*PROBLEM TO SOLVE:* Duplicate the records below without any change, from their start through the line that contains "[6,236,600,389]".

================================

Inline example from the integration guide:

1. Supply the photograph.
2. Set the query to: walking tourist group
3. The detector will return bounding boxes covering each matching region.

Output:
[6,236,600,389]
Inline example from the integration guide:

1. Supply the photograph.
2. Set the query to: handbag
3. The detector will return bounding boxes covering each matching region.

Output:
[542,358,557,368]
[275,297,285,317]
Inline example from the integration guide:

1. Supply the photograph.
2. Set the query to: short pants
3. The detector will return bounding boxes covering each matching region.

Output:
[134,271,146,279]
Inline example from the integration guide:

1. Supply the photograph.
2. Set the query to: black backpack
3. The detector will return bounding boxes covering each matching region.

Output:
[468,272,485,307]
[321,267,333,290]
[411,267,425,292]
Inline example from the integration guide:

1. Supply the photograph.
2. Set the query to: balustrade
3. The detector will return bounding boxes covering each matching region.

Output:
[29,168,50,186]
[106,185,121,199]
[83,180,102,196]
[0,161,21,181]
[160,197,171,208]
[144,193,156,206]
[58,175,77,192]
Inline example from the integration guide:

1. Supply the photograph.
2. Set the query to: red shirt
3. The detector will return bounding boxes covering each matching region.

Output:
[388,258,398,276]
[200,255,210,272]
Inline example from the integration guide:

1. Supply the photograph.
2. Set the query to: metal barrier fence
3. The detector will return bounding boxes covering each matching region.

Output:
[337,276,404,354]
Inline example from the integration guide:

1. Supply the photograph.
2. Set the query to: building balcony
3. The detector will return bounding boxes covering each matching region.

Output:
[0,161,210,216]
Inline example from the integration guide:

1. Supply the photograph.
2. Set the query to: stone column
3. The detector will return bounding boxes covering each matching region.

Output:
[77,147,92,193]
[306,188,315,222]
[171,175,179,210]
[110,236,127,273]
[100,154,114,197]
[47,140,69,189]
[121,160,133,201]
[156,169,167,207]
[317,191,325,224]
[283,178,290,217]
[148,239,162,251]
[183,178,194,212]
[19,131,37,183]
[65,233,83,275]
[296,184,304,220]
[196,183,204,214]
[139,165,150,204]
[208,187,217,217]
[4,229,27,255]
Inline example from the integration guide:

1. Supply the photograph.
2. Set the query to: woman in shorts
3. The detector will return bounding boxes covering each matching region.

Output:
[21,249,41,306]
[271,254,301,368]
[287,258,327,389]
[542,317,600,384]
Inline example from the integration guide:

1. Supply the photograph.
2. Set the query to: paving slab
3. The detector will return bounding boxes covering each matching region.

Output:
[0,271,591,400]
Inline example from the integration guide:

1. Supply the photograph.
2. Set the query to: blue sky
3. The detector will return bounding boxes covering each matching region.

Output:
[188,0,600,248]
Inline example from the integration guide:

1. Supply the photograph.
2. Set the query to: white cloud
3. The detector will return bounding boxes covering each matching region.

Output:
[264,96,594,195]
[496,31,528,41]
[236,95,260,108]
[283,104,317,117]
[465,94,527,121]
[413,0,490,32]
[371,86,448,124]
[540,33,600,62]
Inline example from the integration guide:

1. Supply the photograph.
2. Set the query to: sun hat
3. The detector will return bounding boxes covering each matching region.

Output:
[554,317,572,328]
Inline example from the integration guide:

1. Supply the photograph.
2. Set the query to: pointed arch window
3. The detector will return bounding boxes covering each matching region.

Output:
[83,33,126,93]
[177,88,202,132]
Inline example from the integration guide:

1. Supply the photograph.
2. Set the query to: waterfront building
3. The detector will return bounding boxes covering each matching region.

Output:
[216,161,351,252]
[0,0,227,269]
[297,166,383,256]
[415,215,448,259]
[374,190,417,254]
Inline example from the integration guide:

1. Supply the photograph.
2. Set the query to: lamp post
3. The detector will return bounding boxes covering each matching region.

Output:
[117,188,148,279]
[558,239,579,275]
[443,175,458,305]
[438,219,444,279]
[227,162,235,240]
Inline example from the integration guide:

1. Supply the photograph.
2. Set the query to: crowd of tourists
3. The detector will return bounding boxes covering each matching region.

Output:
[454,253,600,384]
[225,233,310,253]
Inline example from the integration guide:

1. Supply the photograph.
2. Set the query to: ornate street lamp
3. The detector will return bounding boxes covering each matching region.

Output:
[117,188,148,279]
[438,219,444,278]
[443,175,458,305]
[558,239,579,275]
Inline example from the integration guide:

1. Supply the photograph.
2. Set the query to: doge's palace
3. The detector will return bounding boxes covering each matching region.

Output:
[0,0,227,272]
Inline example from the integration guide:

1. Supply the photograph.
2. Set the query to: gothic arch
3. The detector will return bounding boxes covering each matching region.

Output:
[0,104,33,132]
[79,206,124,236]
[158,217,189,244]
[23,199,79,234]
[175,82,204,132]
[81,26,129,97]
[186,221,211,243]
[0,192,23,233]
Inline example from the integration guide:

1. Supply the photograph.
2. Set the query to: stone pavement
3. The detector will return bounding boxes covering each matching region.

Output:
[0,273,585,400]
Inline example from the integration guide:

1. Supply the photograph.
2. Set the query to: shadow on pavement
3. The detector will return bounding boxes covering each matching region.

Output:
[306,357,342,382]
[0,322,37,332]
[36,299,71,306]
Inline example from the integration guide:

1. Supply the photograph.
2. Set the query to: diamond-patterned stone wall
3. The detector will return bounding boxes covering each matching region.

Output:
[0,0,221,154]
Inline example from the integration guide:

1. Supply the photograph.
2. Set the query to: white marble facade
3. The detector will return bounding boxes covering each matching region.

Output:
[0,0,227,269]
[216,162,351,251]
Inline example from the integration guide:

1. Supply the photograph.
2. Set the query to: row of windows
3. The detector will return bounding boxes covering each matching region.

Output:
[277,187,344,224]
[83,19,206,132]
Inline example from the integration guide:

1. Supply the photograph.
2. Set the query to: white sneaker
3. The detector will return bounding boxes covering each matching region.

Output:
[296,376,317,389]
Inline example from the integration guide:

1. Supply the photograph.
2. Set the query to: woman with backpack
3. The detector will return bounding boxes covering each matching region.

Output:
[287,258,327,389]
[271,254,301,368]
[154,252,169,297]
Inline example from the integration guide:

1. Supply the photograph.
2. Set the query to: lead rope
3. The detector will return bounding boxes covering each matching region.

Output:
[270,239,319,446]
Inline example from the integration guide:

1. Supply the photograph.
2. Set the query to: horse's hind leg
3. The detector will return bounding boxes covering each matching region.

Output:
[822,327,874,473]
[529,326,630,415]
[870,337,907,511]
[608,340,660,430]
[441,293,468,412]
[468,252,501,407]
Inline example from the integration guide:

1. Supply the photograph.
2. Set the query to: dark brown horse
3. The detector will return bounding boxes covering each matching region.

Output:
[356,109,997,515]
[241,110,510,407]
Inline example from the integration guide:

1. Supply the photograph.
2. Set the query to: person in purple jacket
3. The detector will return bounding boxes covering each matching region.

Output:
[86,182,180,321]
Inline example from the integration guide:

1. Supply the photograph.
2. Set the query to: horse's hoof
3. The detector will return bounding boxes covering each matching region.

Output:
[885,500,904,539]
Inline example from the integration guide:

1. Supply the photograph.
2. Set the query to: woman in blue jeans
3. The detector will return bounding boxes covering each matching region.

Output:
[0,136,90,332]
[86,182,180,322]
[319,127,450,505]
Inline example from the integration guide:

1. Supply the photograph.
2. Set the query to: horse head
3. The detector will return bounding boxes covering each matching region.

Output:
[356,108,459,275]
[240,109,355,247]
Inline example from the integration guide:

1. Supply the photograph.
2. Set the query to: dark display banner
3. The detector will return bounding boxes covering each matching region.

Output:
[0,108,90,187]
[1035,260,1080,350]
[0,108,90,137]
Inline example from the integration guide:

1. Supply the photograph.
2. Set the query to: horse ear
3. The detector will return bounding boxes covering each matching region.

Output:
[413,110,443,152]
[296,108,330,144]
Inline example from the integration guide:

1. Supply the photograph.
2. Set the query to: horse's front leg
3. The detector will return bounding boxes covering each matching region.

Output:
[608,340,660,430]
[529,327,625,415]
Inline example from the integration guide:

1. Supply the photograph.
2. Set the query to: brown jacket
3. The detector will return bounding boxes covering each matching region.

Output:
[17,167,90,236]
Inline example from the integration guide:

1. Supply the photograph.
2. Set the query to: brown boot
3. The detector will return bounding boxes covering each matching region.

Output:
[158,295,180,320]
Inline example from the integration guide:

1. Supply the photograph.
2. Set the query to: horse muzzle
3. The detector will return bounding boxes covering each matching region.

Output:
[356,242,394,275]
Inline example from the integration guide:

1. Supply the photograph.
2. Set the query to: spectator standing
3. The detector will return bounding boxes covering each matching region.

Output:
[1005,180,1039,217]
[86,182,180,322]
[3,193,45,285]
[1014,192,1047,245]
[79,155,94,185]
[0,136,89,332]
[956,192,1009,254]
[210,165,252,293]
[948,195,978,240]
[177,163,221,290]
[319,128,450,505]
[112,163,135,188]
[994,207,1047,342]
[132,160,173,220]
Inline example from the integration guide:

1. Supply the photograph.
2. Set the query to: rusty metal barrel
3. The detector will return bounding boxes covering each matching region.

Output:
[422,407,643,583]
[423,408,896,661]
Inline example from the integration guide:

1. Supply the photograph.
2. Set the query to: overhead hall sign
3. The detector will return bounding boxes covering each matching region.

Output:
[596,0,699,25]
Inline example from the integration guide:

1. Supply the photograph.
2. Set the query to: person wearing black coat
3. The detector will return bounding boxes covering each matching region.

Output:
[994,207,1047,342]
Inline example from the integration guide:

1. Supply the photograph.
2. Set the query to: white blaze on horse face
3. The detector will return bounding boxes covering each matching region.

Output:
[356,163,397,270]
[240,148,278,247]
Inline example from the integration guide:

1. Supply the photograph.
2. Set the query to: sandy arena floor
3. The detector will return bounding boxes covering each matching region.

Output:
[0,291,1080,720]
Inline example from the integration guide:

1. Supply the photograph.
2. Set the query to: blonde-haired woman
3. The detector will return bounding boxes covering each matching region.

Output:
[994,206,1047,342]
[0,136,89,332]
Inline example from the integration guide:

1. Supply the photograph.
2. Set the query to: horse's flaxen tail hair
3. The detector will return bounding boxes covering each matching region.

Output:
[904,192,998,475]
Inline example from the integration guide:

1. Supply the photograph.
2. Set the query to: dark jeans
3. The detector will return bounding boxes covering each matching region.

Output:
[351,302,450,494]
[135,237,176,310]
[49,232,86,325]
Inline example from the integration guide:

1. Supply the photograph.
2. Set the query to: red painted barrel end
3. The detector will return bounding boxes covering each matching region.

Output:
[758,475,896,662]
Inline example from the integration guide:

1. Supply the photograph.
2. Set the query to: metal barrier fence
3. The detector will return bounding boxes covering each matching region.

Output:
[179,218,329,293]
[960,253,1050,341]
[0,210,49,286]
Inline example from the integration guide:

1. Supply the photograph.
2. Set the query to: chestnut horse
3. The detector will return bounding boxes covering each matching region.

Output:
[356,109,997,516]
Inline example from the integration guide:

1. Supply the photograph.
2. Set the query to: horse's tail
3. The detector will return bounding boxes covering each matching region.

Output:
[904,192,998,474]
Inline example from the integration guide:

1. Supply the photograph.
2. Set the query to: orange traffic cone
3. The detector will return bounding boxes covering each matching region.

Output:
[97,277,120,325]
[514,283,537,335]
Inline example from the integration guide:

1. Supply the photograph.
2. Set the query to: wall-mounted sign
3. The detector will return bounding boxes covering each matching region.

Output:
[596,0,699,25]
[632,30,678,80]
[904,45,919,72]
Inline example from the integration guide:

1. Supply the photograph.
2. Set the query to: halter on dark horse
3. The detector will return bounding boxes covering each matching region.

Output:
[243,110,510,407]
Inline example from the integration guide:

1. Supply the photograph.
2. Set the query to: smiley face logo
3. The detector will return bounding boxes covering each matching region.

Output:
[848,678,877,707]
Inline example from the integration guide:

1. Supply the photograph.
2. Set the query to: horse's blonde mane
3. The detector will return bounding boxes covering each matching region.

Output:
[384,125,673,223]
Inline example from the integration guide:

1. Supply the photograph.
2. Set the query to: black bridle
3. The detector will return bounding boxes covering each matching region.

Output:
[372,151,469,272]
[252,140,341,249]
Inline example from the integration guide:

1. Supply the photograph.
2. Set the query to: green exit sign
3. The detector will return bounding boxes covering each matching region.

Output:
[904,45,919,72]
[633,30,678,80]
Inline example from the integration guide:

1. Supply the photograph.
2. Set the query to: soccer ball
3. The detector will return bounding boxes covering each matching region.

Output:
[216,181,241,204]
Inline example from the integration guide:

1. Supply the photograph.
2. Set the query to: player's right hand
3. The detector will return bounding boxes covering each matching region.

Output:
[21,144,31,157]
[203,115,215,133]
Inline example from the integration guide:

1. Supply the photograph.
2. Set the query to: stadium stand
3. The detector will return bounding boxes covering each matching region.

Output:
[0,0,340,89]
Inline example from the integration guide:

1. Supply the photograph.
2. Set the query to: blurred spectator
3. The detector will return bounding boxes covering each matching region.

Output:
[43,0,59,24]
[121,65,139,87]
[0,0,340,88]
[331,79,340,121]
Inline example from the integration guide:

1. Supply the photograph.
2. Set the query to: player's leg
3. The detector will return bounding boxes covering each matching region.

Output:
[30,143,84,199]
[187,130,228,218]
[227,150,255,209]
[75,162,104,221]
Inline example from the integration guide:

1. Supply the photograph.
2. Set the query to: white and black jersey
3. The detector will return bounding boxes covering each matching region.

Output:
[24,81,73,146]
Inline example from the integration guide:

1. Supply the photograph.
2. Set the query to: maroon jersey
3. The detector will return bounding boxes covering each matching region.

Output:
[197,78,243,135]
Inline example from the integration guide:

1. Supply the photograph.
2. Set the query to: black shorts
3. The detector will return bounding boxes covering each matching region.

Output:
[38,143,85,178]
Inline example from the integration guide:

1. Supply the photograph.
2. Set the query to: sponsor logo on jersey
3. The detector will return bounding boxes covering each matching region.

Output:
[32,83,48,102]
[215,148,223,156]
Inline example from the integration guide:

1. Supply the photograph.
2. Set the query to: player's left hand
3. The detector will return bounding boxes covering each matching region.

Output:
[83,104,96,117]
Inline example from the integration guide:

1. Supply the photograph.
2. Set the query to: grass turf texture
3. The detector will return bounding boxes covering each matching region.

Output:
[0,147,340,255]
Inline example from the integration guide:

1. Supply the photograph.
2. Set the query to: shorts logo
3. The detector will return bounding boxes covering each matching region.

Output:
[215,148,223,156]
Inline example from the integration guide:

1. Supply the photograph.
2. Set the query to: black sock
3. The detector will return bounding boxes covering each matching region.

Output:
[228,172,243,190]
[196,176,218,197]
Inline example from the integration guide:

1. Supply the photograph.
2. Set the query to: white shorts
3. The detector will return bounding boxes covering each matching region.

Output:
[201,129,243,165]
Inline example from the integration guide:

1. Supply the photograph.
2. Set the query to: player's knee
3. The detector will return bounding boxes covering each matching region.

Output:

================================

*SOLUTION FOR THIS EXERCISE:*
Inline example from the integration guide:

1. Supply the photograph.
2. Set the query to: walking tourist group
3. The detector will return bounding boxes covering each matching region.

Output:
[6,236,600,389]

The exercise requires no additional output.